Document text:
■ ■ ■

The band's only studio album, the self-titled Destrose, was released on April 10, 2013 and supported by a fourteen-date Japanese tour that ended with their first one-man concert on June 1 at Meguro Live Station. It reached number seven on Oricon's indie albums chart. They were the only indie band at Show-Ya's female artists-only Naon no Yaon 2013 festival on April 29, which also included Scandal and Cyntia among others. Destrose performed in the US for the first time in early August as part of Tokyo in Tulsa. The double A-side single "Rin / Maze" was released on November 13 and reached number 7 on the indie chart. To celebrate, they held a one-man concert at Shibuya O-West that same day, which was recorded and later released as a concert video. Later that month, Mina announced she was taking a hiatus from live activities due to health issues.

■ ■ ■

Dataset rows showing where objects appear
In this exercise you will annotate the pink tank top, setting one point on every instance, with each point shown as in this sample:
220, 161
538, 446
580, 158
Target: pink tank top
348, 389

■ ■ ■

Aim: Return the part of the passage about the band Destrose starting with "The band's only" and going on through "to health issues.", word for word.

Result below:
The band's only studio album, the self-titled Destrose, was released on April 10, 2013 and supported by a fourteen-date Japanese tour that ended with their first one-man concert on June 1 at Meguro Live Station. It reached number seven on Oricon's indie albums chart. They were the only indie band at Show-Ya's female artists-only Naon no Yaon 2013 festival on April 29, which also included Scandal and Cyntia among others. Destrose performed in the US for the first time in early August as part of Tokyo in Tulsa. The double A-side single "Rin / Maze" was released on November 13 and reached number 7 on the indie chart. To celebrate, they held a one-man concert at Shibuya O-West that same day, which was recorded and later released as a concert video. Later that month, Mina announced she was taking a hiatus from live activities due to health issues.